> _Work task 1_: List the effects that the press release on "Give Something Away Day" says celebrating the day has.
> _Work task 2_: In the press release on "Give Something Away Day," how many American households were polled in the Social Capital Community benchmark survey?
> _Work task 3_: According to Guest in the press release on "Give Something Away Day," why does giving something away benefit the giver as well as the person who receives it?

> _Extract provided_:
■ ■ ■ ■ ■

National “Give Something Away Day” Strengthens Relationship, Happiness

Kevin Guest and Dr. Oz pack food bag to feed thousands of food-insecure children who don’t know where their next meal is coming from.

Celebrate national “Give Something Away Day” and find more harmony, happiness and peace by lifting another up.

Emerging from Pandemic is Excellent Time to Simplify Lives, Share With Others

USANA Health Sciences (NYSE:USNA)

Churchill said, ‘You make a living out of what you get. You make a life out of what you give.’ The average U.S. 10-yr-old owns 238 toys but plays with only 12. Most givers are happier than non-givers.”

— Kevin Guest

NEW YORK CITY, UNITED STATES, July 15, 2021 / — Celebrating the annual national “Give Something Away Day” on July 15 strengthens relationships, increases happiness and causes a contagious uptick in kindness, according to one CEO responsible for providing millions of meals to impoverished children.

“Winston Churchill is credited with saying, ‘You make a living out of what you get. You make a life out of what you give,’” wrote Kevin Guest in his bestselling book, All the Right Reasons: 12 Timeless Principles for Living a Life in Harmony. “Many people enter relationships for what they think they can get instead of what they can give. If we were to focus more on giving than getting, the return would be enormous.”

Research indicates the average U.S. 10-year-old owns 238 toys but only plays with an average of 12, while the average American woman owns 30 outfits and disposes of 65 lbs. of clothing each year.

“Coming out of the pandemic is an excellent time to simplify our lives and to share with others who might not be as fortunate,” said Guest, chairman and CEO of USANA Health Sciences (NYSE: USNA), and a global advocate for harmony in relationships. “I see no downside to giving something away to make a difference in the lives of others.”

One hundred percent of Guest’s book sales are directed to benefit the USANA Foundation, a non-profit organization that provides food and nutrition to help ensure impoverished children and families reach their fullest potential.

Polling a group of 30,000 American households showed that givers were happier than non-givers, according to a Social Capital Community benchmark survey.

“There’s no question that when you buy a homeless person a meal, donate clothing or give away something, you feel uplifted, and that’s what this is about – lifting others up, including yourself,” said Guest, who regularly works with his executive team to pack thousands of food bags for food-insecure children who don’t know where their next meal is coming from.

■ ■ ■ ■ ■

> _Segmentation mask data_:
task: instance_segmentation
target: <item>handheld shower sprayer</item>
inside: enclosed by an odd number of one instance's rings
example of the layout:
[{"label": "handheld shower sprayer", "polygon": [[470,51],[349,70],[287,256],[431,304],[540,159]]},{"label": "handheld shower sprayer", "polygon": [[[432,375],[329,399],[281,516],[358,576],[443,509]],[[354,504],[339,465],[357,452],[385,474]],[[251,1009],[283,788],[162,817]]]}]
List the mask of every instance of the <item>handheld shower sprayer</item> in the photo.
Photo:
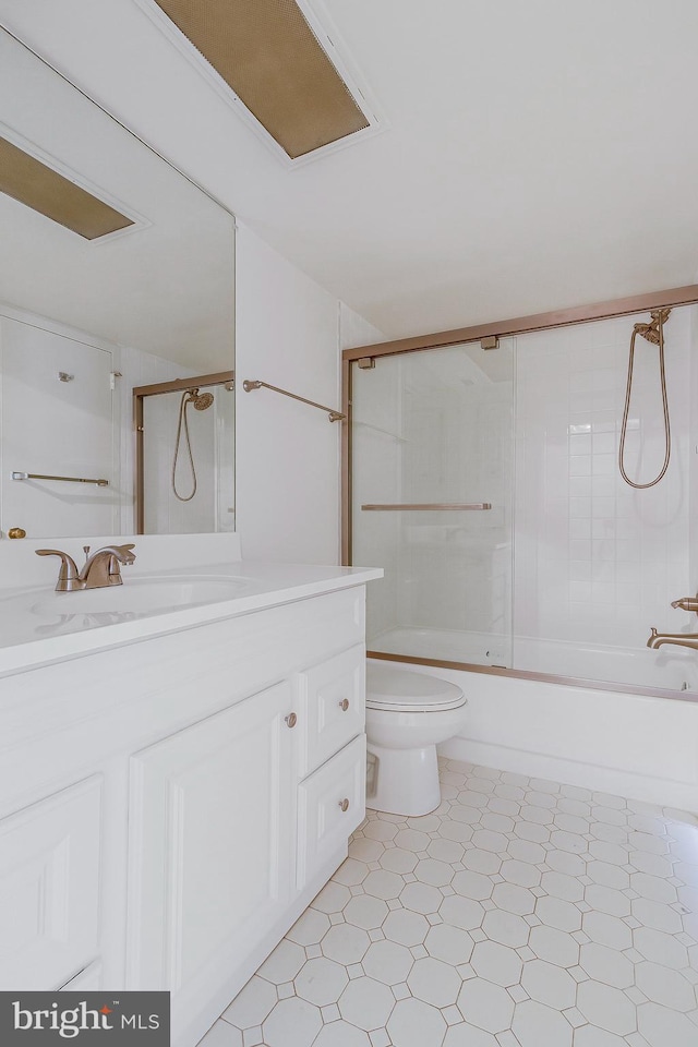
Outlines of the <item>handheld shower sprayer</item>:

■ ■ ■ ■ ■

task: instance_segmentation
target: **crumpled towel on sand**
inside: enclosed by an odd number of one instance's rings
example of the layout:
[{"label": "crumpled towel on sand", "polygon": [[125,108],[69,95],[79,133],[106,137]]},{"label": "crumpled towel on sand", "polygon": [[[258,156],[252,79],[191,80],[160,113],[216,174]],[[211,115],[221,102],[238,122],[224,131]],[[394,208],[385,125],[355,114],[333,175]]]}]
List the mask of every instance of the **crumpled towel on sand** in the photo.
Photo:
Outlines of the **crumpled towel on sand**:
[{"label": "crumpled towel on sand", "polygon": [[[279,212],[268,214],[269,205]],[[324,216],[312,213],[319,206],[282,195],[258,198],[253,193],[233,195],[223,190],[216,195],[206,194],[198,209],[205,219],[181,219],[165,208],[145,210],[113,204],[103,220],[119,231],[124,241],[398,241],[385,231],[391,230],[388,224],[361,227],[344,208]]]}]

■ ■ ■ ■ ■

> _Written response 1_:
- Strengthens relationships
- Increases happiness
- Causes a contagious uptick in kindness

> _Written response 2_: 30,000 American households.

> _Written response 3_: Guest says that when you buy a homeless person a meal, donate clothing or give something away, you feel uplifted. Giving is about lifting others up, including yourself.